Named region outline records
+ + + + +

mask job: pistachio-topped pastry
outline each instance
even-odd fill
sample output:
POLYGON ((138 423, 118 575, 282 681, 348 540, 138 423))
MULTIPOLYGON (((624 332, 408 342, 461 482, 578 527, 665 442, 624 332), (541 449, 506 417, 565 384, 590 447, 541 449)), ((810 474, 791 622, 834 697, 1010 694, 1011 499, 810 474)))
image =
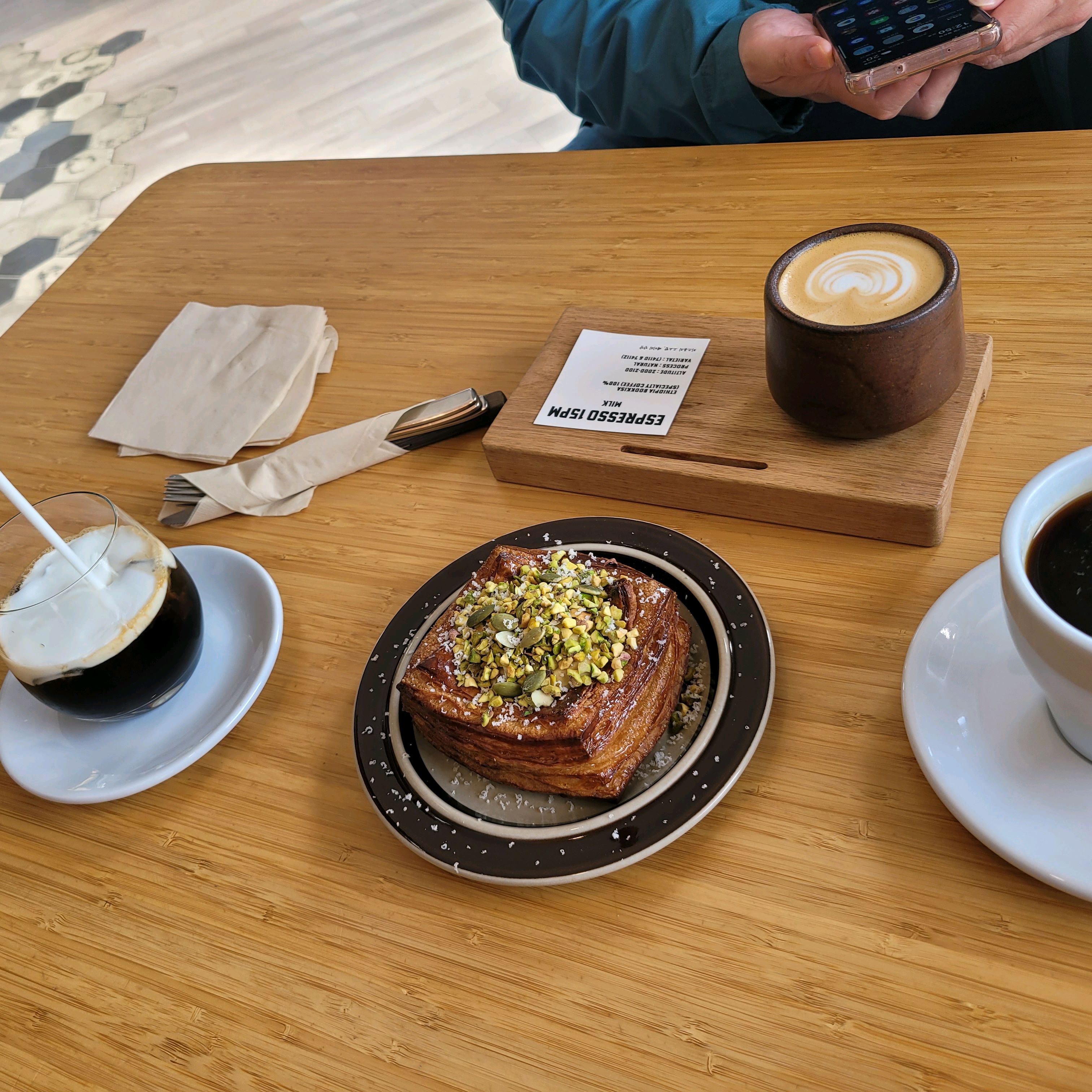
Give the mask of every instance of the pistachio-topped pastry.
POLYGON ((613 798, 668 727, 689 652, 675 592, 648 573, 605 554, 502 544, 397 687, 414 731, 475 773, 613 798))
POLYGON ((452 619, 455 678, 479 691, 483 727, 506 701, 543 709, 573 687, 626 677, 640 633, 612 600, 616 583, 558 550, 545 569, 524 565, 511 580, 463 592, 452 619))

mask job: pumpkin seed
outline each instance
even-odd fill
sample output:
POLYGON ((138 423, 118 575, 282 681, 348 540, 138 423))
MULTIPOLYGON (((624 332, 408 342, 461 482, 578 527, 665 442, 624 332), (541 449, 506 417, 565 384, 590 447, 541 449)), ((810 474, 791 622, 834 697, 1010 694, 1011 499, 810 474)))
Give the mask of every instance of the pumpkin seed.
POLYGON ((470 618, 466 619, 466 625, 470 626, 472 629, 475 626, 480 626, 482 622, 484 622, 486 618, 488 618, 489 615, 491 614, 492 614, 492 604, 483 603, 482 606, 479 606, 477 610, 475 610, 474 614, 472 614, 470 618))
POLYGON ((539 668, 537 672, 534 673, 534 675, 529 675, 523 680, 523 687, 522 687, 523 692, 531 693, 534 690, 538 690, 542 687, 543 682, 545 681, 546 681, 546 672, 539 668))

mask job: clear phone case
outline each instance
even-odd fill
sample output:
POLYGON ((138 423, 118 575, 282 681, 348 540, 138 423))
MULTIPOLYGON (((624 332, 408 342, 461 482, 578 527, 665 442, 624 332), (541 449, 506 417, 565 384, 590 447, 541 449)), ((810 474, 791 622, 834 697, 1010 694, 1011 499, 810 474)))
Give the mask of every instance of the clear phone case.
MULTIPOLYGON (((833 5, 831 5, 833 7, 833 5)), ((818 19, 812 17, 819 33, 830 39, 818 19)), ((890 61, 888 64, 880 64, 878 68, 868 69, 865 72, 850 72, 842 61, 842 55, 834 49, 834 58, 845 74, 845 85, 854 95, 867 95, 878 87, 886 87, 897 80, 904 80, 907 75, 915 75, 925 72, 930 68, 939 68, 950 61, 958 61, 974 54, 984 54, 987 49, 993 49, 1001 40, 1001 24, 996 19, 982 26, 978 31, 963 34, 951 41, 941 43, 929 49, 923 49, 919 54, 911 54, 898 61, 890 61)))

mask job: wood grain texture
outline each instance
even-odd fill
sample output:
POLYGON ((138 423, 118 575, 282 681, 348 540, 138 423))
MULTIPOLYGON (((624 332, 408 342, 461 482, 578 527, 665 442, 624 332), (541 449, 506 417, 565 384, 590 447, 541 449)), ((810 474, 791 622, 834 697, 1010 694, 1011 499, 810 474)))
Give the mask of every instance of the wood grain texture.
POLYGON ((269 568, 281 658, 219 746, 140 796, 61 807, 0 778, 0 1087, 1085 1092, 1089 906, 946 811, 899 687, 1017 490, 1092 443, 1092 133, 191 168, 0 340, 0 465, 154 521, 186 464, 86 432, 191 299, 328 308, 341 349, 310 434, 512 391, 577 304, 759 318, 774 259, 859 219, 862 193, 952 245, 968 329, 995 340, 943 544, 510 485, 476 435, 284 520, 164 532, 269 568), (361 792, 365 657, 476 544, 600 513, 692 535, 750 583, 778 652, 762 745, 632 868, 534 890, 446 875, 361 792))
POLYGON ((761 321, 573 307, 483 446, 502 482, 541 485, 545 464, 555 489, 935 546, 992 357, 990 339, 969 334, 963 381, 931 417, 878 440, 836 440, 770 396, 761 321), (581 330, 710 339, 667 436, 534 424, 581 330))

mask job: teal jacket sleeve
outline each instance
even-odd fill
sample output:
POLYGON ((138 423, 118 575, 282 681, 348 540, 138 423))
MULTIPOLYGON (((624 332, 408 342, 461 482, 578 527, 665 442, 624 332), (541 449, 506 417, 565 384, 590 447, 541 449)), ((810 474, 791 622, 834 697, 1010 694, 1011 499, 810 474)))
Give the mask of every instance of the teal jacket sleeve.
POLYGON ((799 129, 810 104, 762 98, 739 62, 759 0, 490 0, 520 78, 629 136, 741 144, 799 129))

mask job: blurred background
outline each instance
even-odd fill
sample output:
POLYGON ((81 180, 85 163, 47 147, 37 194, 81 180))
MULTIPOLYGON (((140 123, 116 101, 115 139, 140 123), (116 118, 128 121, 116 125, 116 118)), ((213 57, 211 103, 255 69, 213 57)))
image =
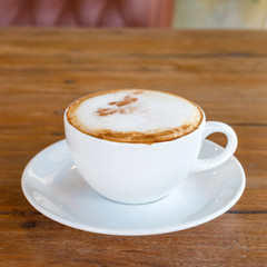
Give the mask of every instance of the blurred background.
POLYGON ((267 0, 0 0, 0 27, 265 29, 267 0))

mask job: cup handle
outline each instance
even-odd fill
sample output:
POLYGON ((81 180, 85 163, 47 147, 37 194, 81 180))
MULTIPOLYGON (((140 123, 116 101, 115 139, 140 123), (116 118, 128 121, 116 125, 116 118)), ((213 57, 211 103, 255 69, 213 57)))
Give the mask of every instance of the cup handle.
POLYGON ((216 155, 215 157, 197 159, 191 171, 201 171, 215 168, 224 164, 226 160, 228 160, 236 151, 237 136, 230 126, 218 121, 207 121, 204 131, 204 139, 214 132, 222 132, 224 135, 226 135, 227 137, 226 148, 224 149, 222 152, 216 155))

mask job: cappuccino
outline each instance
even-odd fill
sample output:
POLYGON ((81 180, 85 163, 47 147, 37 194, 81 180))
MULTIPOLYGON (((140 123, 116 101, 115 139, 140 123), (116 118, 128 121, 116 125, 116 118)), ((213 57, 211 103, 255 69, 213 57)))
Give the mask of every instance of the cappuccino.
POLYGON ((170 141, 196 130, 202 112, 195 103, 156 90, 120 89, 76 100, 67 119, 79 131, 117 142, 170 141))

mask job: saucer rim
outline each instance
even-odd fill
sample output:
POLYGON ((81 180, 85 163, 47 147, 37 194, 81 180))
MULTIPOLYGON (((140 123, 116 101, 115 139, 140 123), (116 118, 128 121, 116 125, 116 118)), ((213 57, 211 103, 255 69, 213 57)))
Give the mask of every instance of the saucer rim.
MULTIPOLYGON (((217 146, 218 148, 224 149, 220 145, 218 145, 214 141, 210 141, 208 139, 205 139, 204 142, 209 142, 212 146, 217 146)), ((46 217, 48 217, 57 222, 60 222, 65 226, 69 226, 71 228, 79 229, 79 230, 90 231, 90 233, 95 233, 95 234, 113 235, 113 236, 149 236, 149 235, 161 235, 161 234, 168 234, 168 233, 174 233, 174 231, 179 231, 179 230, 186 230, 186 229, 206 224, 210 220, 216 219, 220 215, 225 214, 227 210, 229 210, 231 207, 234 207, 234 205, 239 200, 239 198, 241 197, 241 195, 245 190, 245 187, 246 187, 246 175, 245 175, 244 168, 243 168, 241 164, 239 162, 239 160, 235 156, 231 156, 231 158, 234 158, 236 167, 240 171, 240 177, 241 177, 240 178, 240 187, 236 190, 235 196, 230 199, 228 205, 219 208, 217 211, 211 212, 208 216, 204 216, 202 218, 192 220, 191 222, 184 222, 184 224, 180 224, 178 226, 172 226, 172 227, 159 227, 159 228, 151 229, 151 230, 149 230, 149 229, 136 229, 136 230, 135 229, 134 230, 132 229, 131 230, 121 229, 120 230, 120 229, 112 229, 112 228, 88 226, 85 222, 82 224, 82 222, 73 221, 72 219, 65 219, 60 216, 49 212, 47 209, 42 208, 39 204, 36 202, 36 200, 30 196, 30 192, 28 191, 27 186, 26 186, 26 179, 27 179, 26 177, 28 174, 28 169, 31 166, 34 158, 39 157, 46 150, 51 149, 51 147, 60 146, 61 144, 67 145, 67 140, 62 139, 62 140, 59 140, 57 142, 49 145, 48 147, 46 147, 44 149, 42 149, 38 154, 36 154, 29 160, 29 162, 27 164, 27 166, 24 167, 23 172, 22 172, 21 188, 22 188, 22 192, 23 192, 24 197, 27 198, 27 200, 29 201, 29 204, 33 208, 36 208, 39 212, 41 212, 46 217)), ((118 204, 118 205, 123 205, 123 204, 118 204)))

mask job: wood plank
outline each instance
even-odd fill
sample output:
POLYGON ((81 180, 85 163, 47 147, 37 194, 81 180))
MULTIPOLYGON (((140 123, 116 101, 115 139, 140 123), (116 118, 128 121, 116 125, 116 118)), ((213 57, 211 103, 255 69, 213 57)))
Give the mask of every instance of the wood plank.
POLYGON ((226 214, 190 230, 116 237, 71 229, 38 214, 0 215, 0 263, 2 266, 261 267, 267 260, 266 220, 267 215, 226 214))
POLYGON ((265 31, 1 29, 0 266, 267 265, 266 43, 265 31), (66 107, 129 87, 181 95, 234 127, 247 186, 227 214, 189 230, 113 237, 62 226, 28 204, 22 169, 63 138, 66 107))

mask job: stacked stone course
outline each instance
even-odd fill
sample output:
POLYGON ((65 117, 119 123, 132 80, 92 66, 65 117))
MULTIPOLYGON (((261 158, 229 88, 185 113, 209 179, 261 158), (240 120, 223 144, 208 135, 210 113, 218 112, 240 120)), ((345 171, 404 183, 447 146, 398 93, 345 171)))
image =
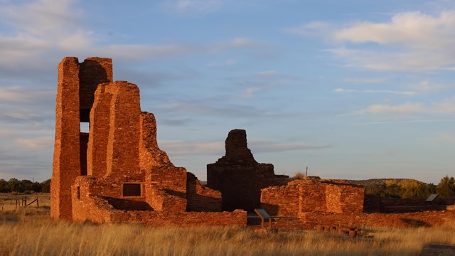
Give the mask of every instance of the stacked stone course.
MULTIPOLYGON (((226 154, 207 166, 207 186, 176 167, 156 141, 153 114, 141 112, 139 90, 112 81, 109 58, 82 63, 67 57, 58 65, 51 216, 96 223, 150 225, 247 225, 247 211, 298 216, 297 225, 342 226, 439 225, 454 210, 364 213, 361 186, 308 177, 291 181, 259 164, 246 132, 234 129, 226 154), (81 122, 90 132, 81 133, 81 122)), ((394 202, 367 197, 369 208, 394 202)), ((453 204, 453 202, 451 203, 453 204)), ((284 226, 295 222, 283 219, 284 226)))
POLYGON ((246 225, 246 212, 220 212, 220 192, 201 186, 159 148, 154 116, 141 111, 136 85, 112 81, 111 59, 65 58, 58 70, 52 217, 246 225), (81 122, 90 122, 88 134, 81 122), (135 188, 131 195, 125 186, 135 188))
POLYGON ((245 130, 230 131, 225 149, 224 156, 207 165, 207 186, 221 191, 223 210, 253 212, 260 207, 262 188, 288 181, 287 176, 275 175, 272 164, 255 160, 245 130))

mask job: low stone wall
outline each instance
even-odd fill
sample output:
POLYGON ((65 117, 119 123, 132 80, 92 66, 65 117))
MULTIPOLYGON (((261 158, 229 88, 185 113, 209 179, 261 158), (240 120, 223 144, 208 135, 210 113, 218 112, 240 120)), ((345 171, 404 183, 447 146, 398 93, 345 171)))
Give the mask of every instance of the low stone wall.
POLYGON ((341 227, 418 227, 440 225, 455 219, 453 210, 428 210, 405 213, 302 213, 299 215, 306 228, 317 225, 341 227))
POLYGON ((299 214, 299 181, 286 186, 271 186, 262 190, 261 207, 271 215, 296 216, 299 214))
POLYGON ((127 200, 95 196, 99 193, 96 178, 77 177, 72 187, 73 220, 91 221, 95 223, 135 223, 150 225, 247 225, 247 212, 235 210, 233 212, 186 212, 186 199, 169 195, 163 190, 153 190, 156 201, 149 205, 154 208, 171 210, 127 210, 120 208, 148 205, 144 201, 127 200), (109 201, 110 203, 109 203, 109 201))
POLYGON ((361 213, 363 194, 362 186, 314 177, 262 189, 261 206, 277 215, 297 215, 306 212, 361 213))
POLYGON ((200 185, 196 176, 187 173, 187 211, 221 211, 221 192, 200 185))
POLYGON ((153 226, 178 225, 240 225, 246 227, 247 212, 185 212, 163 213, 156 211, 119 211, 110 214, 112 223, 136 223, 153 226))

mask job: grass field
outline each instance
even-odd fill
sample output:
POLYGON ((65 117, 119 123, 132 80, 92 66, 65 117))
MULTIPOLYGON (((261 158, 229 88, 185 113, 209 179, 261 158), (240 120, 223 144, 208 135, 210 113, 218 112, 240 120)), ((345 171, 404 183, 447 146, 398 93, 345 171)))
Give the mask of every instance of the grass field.
POLYGON ((17 209, 11 205, 13 196, 0 196, 5 202, 0 255, 417 255, 426 244, 455 245, 455 222, 437 228, 366 228, 356 238, 313 230, 261 234, 239 227, 75 223, 51 220, 48 194, 41 196, 40 208, 17 209))

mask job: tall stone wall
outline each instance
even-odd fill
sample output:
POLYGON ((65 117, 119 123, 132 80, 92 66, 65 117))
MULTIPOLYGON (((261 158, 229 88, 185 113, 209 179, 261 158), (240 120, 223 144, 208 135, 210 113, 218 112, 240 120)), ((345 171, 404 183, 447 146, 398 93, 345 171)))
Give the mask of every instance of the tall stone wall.
POLYGON ((269 214, 277 215, 362 213, 363 193, 362 187, 343 181, 311 177, 262 189, 261 206, 269 214))
POLYGON ((85 174, 85 142, 80 144, 80 122, 88 122, 95 91, 100 82, 110 82, 112 60, 87 58, 79 63, 77 58, 64 58, 58 65, 55 105, 55 139, 51 183, 51 216, 72 218, 71 185, 85 174), (82 153, 81 153, 82 152, 82 153), (84 166, 81 167, 82 164, 84 166))
POLYGON ((261 208, 271 215, 296 216, 299 214, 299 181, 285 186, 270 186, 261 192, 261 208))
POLYGON ((225 149, 224 156, 207 165, 207 186, 221 191, 223 210, 252 212, 260 207, 262 188, 287 181, 287 176, 274 174, 272 164, 255 160, 245 130, 230 131, 225 149))

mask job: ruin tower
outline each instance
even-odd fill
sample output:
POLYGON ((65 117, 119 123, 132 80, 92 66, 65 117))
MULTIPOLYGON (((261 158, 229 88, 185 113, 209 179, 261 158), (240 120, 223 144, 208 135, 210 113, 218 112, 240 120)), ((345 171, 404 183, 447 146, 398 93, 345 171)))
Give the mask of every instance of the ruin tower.
POLYGON ((110 58, 88 58, 82 63, 66 57, 58 65, 55 105, 55 140, 50 185, 50 215, 72 219, 71 185, 87 175, 89 134, 80 132, 90 123, 90 110, 99 84, 112 81, 110 58))
POLYGON ((207 186, 221 191, 223 210, 252 212, 261 206, 261 188, 282 185, 287 176, 275 175, 272 164, 259 164, 247 147, 247 132, 233 129, 225 141, 226 154, 207 165, 207 186))

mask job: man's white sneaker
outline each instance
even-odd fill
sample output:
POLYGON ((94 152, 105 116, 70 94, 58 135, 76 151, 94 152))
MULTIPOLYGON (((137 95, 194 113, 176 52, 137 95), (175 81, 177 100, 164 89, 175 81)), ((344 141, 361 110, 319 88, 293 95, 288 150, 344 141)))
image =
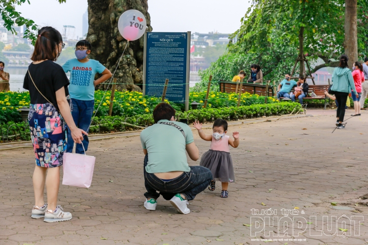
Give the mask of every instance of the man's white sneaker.
POLYGON ((144 207, 148 210, 156 210, 156 206, 157 206, 157 201, 153 198, 151 198, 149 200, 146 199, 146 201, 144 202, 144 207))
POLYGON ((64 212, 63 208, 59 205, 56 206, 56 212, 53 210, 47 210, 45 214, 45 222, 58 222, 59 221, 70 220, 72 219, 72 214, 69 212, 64 212))
POLYGON ((189 205, 189 202, 187 200, 183 199, 180 194, 178 194, 174 196, 170 200, 170 202, 178 213, 183 214, 187 214, 190 213, 190 210, 186 207, 186 205, 189 205))
POLYGON ((32 209, 31 218, 33 219, 44 218, 45 213, 47 210, 47 203, 45 203, 43 207, 40 208, 38 206, 33 206, 33 208, 32 209))

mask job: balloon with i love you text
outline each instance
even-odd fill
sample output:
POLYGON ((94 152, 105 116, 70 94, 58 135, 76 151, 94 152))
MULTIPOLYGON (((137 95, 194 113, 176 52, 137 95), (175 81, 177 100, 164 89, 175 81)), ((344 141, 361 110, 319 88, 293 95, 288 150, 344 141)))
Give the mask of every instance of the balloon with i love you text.
POLYGON ((138 39, 146 31, 147 22, 144 15, 135 9, 127 10, 120 16, 118 22, 119 32, 128 41, 138 39))

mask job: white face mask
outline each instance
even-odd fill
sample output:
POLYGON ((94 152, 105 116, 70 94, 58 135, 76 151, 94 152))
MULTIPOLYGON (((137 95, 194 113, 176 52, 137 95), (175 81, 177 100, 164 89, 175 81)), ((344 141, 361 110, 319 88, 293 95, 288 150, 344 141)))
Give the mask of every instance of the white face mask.
POLYGON ((220 139, 222 139, 224 137, 224 136, 225 136, 225 133, 222 134, 220 134, 218 133, 213 133, 213 138, 214 138, 217 140, 218 140, 220 139))

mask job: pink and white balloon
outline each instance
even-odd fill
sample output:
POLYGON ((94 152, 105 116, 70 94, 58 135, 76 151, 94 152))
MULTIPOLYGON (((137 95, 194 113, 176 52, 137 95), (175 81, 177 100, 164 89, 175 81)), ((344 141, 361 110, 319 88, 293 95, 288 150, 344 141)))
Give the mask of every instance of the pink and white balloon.
POLYGON ((118 28, 121 35, 128 41, 139 39, 146 31, 147 22, 144 15, 135 9, 127 10, 119 18, 118 28))

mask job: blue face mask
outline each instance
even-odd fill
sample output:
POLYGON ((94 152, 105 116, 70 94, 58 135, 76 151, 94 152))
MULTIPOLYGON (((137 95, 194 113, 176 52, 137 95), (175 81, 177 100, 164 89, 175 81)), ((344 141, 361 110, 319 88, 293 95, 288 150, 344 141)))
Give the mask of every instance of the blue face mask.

+ + + + +

▶ Set exercise:
Write out the lines from the one holding "mask job: saucer rim" through the one holding "Give the mask of every instance of the saucer", inclusive, switching "saucer rim" to "teacup rim" and leaving everything else unchanged.

▶ Solution to this exercise:
mask job: teacup rim
outline each instance
even-odd fill
sample output:
POLYGON ((81 180, 85 163, 47 147, 37 194, 81 180))
MULTIPOLYGON (((140 123, 116 101, 115 139, 140 123), (116 118, 128 121, 116 125, 116 118)), ((213 57, 211 103, 255 69, 213 57)))
Give the mask of every instance of the teacup rim.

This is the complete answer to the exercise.